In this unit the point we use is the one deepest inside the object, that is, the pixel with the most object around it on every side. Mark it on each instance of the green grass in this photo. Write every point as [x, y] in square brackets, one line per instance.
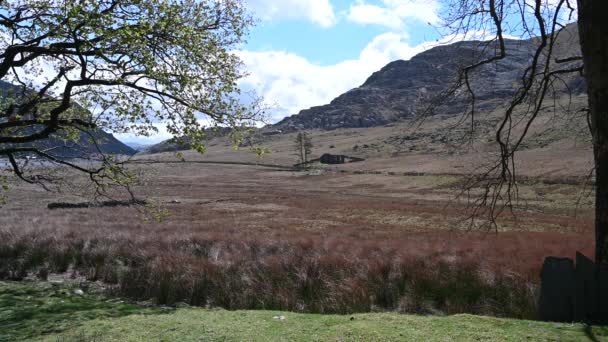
[43, 312]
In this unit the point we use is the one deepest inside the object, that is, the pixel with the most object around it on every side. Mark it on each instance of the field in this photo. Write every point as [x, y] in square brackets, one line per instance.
[51, 313]
[351, 238]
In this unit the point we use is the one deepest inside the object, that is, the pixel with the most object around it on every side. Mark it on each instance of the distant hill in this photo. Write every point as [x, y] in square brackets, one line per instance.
[94, 142]
[182, 143]
[398, 90]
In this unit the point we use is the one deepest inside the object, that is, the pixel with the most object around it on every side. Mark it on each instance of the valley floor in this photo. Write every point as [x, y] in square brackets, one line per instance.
[36, 312]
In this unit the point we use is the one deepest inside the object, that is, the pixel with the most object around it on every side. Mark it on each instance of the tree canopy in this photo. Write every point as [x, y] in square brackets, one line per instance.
[73, 67]
[544, 21]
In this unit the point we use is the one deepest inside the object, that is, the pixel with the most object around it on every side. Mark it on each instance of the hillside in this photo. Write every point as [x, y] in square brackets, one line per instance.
[402, 88]
[57, 145]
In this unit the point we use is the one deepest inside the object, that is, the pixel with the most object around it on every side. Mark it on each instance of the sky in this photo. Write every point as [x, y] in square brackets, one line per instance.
[304, 53]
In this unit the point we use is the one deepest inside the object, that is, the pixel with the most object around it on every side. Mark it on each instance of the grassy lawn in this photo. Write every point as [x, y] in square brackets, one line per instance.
[48, 313]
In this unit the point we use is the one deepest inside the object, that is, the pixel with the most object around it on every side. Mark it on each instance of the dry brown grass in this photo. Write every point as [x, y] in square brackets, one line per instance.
[246, 237]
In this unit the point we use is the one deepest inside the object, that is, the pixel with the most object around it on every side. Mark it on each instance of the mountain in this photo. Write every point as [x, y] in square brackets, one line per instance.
[402, 88]
[57, 145]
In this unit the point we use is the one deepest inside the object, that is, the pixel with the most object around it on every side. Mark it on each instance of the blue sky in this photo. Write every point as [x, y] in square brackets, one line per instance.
[304, 53]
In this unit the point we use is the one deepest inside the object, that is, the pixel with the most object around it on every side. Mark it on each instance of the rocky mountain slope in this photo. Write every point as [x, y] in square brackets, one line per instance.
[93, 142]
[402, 88]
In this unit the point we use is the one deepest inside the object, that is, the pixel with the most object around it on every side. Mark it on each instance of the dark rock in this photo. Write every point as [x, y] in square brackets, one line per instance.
[403, 88]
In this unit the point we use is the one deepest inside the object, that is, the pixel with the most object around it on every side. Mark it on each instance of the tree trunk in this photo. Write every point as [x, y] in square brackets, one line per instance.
[593, 31]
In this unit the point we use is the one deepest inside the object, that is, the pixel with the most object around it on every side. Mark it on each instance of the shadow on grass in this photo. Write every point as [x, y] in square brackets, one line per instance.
[596, 333]
[28, 311]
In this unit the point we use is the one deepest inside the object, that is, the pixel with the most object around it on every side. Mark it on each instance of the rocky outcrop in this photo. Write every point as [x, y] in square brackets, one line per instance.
[88, 143]
[402, 88]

.....

● TASK GOAL: Please let your answer be exactly the lines from the one holding "of the shadow" through the last line of the entries above, both ends included.

● RESULT:
In this unit the point we use is the one deepest inside the object, that is, the pixel with the most object around it on every side. Mark it on each instance of the shadow on grass in this photo. Write every point as [x, y] in square brackets, one line per instance.
[596, 333]
[28, 311]
In this unit the point we use is the one deepest inside the object, that is, the pixel with the most object around it on every side. Mark it on each instance of the rocky outcrop in this photo. Write every point as [x, y] in square brackets, one line per instance.
[88, 143]
[402, 88]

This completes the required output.